Everything from the line containing "Would you mind marking the drain" to the last line of the records must be returned verbatim; nothing else belongs in the output.

(Task material):

____

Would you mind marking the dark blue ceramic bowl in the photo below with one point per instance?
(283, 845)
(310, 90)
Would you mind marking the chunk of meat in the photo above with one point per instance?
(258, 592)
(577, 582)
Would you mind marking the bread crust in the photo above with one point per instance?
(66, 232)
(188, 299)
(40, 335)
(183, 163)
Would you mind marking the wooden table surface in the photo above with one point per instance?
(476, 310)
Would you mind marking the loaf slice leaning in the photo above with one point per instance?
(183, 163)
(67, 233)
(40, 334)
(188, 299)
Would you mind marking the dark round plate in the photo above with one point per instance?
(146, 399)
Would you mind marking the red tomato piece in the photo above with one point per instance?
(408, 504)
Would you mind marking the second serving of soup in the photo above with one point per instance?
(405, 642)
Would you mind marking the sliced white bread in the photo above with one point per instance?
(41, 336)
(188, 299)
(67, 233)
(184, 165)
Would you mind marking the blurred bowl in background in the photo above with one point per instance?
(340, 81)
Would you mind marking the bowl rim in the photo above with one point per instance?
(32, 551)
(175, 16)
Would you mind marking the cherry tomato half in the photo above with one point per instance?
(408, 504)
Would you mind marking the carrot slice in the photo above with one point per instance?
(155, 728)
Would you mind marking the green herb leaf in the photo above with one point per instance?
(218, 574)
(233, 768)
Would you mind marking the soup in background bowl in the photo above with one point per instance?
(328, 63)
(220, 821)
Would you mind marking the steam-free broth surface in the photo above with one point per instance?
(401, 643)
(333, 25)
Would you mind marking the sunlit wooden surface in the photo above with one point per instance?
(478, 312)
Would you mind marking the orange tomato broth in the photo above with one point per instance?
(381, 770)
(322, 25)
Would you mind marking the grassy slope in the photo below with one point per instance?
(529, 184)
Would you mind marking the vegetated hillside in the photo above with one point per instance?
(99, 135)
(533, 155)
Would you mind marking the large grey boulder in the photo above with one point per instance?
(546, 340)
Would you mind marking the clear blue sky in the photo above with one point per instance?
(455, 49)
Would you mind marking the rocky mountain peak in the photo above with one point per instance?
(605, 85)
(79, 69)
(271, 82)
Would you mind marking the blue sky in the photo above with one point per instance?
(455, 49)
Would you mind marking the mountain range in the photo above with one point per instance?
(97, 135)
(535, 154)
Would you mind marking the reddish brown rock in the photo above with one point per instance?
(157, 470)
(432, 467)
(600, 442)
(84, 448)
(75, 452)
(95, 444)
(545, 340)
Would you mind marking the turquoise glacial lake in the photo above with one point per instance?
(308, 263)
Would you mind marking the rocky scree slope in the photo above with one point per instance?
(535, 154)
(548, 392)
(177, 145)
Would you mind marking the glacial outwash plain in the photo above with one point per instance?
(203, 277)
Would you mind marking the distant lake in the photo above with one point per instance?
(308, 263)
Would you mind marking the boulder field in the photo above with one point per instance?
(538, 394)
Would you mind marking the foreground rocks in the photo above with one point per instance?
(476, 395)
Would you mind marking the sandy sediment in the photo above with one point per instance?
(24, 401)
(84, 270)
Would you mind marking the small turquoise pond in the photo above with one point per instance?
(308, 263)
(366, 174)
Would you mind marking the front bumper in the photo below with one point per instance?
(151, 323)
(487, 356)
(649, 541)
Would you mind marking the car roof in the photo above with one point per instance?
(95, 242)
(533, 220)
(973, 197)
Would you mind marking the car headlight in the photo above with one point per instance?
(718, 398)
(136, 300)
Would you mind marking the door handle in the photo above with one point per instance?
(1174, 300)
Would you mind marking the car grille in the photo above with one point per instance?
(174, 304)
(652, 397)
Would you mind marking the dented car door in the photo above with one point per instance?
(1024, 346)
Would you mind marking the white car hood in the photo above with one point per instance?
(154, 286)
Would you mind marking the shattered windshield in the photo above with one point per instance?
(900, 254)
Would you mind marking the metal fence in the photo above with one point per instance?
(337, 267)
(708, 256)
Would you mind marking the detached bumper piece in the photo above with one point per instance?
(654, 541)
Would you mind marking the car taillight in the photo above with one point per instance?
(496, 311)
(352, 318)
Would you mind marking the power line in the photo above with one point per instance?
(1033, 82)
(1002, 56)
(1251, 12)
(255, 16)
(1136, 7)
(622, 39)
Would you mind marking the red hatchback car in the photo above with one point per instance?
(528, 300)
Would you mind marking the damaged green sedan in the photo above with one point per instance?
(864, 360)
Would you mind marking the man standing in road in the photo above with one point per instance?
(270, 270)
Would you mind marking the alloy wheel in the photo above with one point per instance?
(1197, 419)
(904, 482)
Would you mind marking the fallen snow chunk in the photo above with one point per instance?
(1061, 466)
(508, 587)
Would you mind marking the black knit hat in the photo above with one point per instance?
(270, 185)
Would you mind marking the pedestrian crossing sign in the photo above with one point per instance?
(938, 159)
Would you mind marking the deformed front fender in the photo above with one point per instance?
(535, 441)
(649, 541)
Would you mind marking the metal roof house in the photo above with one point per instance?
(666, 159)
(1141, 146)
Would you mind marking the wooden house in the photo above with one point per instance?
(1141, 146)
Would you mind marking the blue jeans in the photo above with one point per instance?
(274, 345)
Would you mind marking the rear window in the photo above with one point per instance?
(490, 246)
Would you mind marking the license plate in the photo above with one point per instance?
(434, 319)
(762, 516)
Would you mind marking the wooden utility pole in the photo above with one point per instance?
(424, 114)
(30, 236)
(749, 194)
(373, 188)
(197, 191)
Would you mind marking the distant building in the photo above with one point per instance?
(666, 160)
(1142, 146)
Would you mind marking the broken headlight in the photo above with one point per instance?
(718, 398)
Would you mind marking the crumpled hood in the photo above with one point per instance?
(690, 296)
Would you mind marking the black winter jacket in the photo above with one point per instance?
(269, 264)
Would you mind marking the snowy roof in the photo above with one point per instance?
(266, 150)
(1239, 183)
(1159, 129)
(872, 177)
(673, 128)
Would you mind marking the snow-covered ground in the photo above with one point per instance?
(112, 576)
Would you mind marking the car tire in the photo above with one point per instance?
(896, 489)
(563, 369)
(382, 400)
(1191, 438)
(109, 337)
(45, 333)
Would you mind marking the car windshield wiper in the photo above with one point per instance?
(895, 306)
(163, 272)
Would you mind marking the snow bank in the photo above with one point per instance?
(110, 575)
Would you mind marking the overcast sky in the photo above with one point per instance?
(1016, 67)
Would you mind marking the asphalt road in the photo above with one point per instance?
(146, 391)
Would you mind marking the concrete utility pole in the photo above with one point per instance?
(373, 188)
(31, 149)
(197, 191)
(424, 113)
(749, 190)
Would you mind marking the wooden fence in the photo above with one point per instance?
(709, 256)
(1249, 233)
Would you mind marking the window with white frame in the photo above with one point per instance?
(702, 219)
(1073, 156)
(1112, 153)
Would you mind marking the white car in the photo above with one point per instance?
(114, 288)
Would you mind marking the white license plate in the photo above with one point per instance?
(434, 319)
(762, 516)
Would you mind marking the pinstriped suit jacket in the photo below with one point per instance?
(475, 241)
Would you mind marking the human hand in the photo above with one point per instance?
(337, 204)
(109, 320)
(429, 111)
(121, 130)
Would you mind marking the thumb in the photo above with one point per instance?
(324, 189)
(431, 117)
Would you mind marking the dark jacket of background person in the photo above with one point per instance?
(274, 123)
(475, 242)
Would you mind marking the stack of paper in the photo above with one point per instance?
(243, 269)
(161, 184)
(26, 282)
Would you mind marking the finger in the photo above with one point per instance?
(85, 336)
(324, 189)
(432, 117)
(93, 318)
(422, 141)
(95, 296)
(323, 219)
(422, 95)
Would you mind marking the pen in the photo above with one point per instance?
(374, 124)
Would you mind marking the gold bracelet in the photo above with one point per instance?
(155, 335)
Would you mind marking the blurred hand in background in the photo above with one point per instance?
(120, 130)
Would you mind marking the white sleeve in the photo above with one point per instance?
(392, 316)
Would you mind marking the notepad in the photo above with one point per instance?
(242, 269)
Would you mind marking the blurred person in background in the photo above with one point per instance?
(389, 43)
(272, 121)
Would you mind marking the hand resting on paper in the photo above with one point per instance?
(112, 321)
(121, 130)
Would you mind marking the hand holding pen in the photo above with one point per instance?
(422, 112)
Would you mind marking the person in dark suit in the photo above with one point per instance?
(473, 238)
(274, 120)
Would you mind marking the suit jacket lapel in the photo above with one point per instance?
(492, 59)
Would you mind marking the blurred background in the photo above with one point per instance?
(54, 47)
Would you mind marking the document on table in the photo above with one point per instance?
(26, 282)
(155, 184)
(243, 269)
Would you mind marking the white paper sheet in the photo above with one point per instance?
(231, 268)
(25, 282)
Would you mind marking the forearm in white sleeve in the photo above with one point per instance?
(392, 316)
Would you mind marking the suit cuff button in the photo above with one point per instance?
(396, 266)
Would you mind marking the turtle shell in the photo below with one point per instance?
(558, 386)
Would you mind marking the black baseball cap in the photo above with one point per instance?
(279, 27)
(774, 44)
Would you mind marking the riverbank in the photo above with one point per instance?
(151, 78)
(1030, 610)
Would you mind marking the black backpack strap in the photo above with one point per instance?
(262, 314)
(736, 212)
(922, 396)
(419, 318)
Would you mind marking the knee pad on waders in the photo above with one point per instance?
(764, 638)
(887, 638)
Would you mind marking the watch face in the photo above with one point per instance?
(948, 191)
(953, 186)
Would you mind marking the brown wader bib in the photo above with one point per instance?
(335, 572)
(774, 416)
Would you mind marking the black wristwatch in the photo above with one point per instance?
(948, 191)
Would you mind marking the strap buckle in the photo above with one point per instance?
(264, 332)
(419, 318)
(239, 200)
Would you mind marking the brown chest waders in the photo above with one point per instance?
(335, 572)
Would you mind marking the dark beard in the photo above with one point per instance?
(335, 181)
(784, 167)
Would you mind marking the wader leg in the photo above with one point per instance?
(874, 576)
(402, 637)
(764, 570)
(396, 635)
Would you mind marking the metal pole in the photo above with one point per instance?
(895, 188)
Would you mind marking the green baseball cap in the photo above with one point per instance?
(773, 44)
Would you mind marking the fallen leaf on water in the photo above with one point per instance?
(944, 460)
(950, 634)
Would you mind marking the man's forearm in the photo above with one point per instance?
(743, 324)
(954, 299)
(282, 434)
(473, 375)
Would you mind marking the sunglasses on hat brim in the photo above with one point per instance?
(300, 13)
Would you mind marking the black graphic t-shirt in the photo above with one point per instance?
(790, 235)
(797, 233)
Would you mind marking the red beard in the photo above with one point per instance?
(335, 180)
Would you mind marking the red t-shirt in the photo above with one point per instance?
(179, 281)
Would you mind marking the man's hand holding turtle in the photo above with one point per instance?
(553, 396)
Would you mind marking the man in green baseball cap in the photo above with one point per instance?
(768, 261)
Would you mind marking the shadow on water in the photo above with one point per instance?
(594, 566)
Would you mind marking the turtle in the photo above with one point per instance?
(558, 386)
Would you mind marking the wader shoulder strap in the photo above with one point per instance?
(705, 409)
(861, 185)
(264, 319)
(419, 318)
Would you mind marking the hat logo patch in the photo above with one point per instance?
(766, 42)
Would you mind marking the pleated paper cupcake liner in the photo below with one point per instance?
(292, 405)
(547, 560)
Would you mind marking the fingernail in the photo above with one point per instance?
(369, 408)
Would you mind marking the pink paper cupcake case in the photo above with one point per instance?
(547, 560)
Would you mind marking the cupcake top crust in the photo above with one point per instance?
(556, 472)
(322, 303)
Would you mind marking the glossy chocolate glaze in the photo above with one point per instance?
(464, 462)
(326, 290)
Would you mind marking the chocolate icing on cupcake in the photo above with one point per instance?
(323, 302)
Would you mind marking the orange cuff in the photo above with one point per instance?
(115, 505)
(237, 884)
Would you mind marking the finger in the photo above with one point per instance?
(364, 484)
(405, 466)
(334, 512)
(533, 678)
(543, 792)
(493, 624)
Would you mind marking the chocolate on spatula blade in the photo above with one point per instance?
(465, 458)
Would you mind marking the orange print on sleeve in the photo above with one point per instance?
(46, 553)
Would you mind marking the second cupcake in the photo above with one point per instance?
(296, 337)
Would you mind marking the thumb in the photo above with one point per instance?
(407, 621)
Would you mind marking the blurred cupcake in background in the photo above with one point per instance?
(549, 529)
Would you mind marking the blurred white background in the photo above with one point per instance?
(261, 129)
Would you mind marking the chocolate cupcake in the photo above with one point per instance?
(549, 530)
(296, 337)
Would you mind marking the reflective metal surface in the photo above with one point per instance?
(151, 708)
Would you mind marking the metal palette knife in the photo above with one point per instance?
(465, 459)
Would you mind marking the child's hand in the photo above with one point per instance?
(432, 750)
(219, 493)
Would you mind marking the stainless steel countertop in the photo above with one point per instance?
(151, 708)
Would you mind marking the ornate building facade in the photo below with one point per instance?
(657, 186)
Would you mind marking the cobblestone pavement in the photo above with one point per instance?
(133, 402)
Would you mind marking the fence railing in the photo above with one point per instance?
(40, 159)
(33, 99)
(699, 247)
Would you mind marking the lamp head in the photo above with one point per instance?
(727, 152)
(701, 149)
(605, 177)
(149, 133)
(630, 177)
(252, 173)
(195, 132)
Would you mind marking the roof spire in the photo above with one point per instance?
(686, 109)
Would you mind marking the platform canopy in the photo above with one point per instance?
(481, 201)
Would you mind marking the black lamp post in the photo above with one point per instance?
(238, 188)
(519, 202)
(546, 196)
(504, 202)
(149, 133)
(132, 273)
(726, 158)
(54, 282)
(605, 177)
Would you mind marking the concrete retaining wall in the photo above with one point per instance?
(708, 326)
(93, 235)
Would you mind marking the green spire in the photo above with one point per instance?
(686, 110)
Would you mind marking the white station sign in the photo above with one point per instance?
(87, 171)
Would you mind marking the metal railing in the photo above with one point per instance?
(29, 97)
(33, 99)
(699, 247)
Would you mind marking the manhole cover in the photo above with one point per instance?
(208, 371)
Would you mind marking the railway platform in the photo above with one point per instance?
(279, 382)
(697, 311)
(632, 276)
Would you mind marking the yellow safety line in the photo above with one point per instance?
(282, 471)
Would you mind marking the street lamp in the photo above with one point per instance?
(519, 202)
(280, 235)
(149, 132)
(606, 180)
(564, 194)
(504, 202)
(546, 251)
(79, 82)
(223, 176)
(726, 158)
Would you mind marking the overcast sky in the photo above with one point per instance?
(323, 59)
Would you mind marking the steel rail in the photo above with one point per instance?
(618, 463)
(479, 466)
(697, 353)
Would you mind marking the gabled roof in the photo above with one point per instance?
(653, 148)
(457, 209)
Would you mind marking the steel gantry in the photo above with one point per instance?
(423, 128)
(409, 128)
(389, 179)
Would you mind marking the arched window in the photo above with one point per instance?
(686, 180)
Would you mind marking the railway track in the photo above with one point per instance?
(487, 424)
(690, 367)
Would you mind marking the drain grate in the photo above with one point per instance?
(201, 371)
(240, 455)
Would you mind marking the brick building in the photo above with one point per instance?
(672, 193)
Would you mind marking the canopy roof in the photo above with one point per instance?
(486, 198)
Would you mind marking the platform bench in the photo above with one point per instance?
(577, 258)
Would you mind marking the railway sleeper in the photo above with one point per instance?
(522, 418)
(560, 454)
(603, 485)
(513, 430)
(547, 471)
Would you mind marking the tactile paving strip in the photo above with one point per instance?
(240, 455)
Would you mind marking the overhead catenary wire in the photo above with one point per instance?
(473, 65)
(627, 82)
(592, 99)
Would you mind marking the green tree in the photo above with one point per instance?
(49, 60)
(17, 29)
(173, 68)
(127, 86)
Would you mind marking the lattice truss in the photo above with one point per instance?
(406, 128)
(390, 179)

____

(Solution to the problem):
Would you mind marking the drain grate in the photo above with one point per instance?
(201, 371)
(240, 455)
Would you mind marking the brick building in the photo above with one point per instance?
(672, 193)
Would you mind marking the canopy roof in the photo above with one point per instance?
(486, 198)
Would you mind marking the platform bench in the photo above with one point per instance?
(577, 258)
Would you mind marking the railway sleeper in the photo above with one point per instance?
(522, 418)
(560, 454)
(603, 485)
(513, 430)
(547, 471)
Would you mind marking the tactile paving strip in the photo above with one point per instance?
(240, 455)
Would you mind marking the overhead catenary wire in the photo above with one point per instance?
(473, 65)
(627, 82)
(592, 99)
Would you mind marking the green tree in the photo above with one point per instance?
(49, 60)
(17, 29)
(173, 68)
(127, 86)
Would you mind marking the lattice truss in the photo above with one point per instance?
(406, 128)
(390, 179)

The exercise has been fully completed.